** START OF Data rows **

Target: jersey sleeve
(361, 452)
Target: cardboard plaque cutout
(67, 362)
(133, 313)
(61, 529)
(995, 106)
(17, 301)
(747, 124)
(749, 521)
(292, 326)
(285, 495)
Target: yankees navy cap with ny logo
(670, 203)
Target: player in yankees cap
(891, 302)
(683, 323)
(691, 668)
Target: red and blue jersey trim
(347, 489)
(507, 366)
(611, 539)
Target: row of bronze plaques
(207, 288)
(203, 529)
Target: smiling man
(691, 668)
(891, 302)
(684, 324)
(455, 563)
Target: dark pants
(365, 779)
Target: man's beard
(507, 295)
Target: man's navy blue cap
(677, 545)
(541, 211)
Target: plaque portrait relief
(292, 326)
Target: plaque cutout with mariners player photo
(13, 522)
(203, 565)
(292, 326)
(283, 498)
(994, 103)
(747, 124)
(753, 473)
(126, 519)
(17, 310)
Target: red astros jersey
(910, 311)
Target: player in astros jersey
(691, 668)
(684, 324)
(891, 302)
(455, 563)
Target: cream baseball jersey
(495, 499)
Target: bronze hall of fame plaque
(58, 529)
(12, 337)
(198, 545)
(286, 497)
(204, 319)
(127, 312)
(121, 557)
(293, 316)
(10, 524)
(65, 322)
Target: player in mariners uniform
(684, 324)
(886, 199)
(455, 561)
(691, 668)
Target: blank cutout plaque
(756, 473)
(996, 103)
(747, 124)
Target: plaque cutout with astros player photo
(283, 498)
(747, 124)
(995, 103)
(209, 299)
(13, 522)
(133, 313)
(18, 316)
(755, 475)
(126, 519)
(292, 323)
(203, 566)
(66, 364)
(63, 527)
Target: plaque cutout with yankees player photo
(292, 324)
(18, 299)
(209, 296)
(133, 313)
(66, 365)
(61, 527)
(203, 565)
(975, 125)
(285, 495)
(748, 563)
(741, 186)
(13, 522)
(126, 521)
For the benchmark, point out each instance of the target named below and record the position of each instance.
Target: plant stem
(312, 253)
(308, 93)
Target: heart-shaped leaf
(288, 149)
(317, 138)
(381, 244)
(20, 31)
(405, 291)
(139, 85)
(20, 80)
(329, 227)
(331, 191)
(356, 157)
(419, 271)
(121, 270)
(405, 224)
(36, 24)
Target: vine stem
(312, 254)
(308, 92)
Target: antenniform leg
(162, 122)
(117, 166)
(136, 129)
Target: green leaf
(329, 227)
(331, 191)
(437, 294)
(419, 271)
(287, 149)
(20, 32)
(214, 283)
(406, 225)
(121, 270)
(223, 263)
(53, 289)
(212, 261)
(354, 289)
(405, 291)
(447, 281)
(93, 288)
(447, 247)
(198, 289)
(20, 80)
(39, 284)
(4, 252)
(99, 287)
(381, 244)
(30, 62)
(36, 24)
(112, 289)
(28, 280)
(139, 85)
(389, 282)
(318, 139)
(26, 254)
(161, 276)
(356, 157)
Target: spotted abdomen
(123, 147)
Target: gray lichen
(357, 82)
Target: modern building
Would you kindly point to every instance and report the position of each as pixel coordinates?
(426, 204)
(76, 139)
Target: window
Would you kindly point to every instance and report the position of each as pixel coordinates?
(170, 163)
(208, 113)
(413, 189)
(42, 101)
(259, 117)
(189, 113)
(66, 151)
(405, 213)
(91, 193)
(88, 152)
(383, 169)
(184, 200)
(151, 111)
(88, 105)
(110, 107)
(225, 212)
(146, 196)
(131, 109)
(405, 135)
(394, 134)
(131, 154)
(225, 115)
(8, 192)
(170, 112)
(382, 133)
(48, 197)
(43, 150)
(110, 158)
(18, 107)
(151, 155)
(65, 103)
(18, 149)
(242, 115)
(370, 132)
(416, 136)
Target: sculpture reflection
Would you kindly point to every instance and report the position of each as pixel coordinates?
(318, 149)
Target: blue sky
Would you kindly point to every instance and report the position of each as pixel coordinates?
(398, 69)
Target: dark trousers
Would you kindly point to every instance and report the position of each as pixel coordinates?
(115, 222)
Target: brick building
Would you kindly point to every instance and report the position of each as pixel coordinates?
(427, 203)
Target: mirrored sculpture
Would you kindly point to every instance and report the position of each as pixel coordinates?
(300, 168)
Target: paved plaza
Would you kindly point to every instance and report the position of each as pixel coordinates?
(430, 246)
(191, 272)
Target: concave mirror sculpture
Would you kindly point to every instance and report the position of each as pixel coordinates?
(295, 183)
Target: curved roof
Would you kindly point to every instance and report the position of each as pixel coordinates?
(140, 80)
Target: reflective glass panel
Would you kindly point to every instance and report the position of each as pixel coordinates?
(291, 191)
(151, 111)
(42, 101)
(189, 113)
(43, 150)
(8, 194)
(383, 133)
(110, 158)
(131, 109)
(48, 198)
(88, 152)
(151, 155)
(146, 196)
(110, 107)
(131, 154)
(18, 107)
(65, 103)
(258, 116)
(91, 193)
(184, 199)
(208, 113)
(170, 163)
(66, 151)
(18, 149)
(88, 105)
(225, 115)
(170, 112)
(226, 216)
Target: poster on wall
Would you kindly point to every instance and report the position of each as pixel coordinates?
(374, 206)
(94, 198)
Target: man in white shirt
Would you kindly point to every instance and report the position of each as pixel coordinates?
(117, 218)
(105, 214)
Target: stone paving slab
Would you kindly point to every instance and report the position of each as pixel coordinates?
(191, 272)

** END OF Data rows **
** START OF Data rows **

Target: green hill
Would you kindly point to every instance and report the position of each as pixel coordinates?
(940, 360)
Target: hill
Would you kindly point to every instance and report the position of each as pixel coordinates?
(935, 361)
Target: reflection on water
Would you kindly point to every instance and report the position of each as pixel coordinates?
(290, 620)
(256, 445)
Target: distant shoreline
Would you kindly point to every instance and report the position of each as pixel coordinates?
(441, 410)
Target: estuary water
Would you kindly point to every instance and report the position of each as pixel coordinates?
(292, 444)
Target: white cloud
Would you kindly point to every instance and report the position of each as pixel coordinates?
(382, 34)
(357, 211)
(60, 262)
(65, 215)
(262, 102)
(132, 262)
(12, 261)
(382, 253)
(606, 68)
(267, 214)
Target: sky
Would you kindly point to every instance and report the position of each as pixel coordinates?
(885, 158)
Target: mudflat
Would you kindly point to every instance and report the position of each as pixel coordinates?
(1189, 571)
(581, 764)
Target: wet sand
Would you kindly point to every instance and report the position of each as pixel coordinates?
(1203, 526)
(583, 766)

** END OF Data rows **

Report how many lines of the records contain the word "reflection", giving only the number. Matching is case-sensitive.

2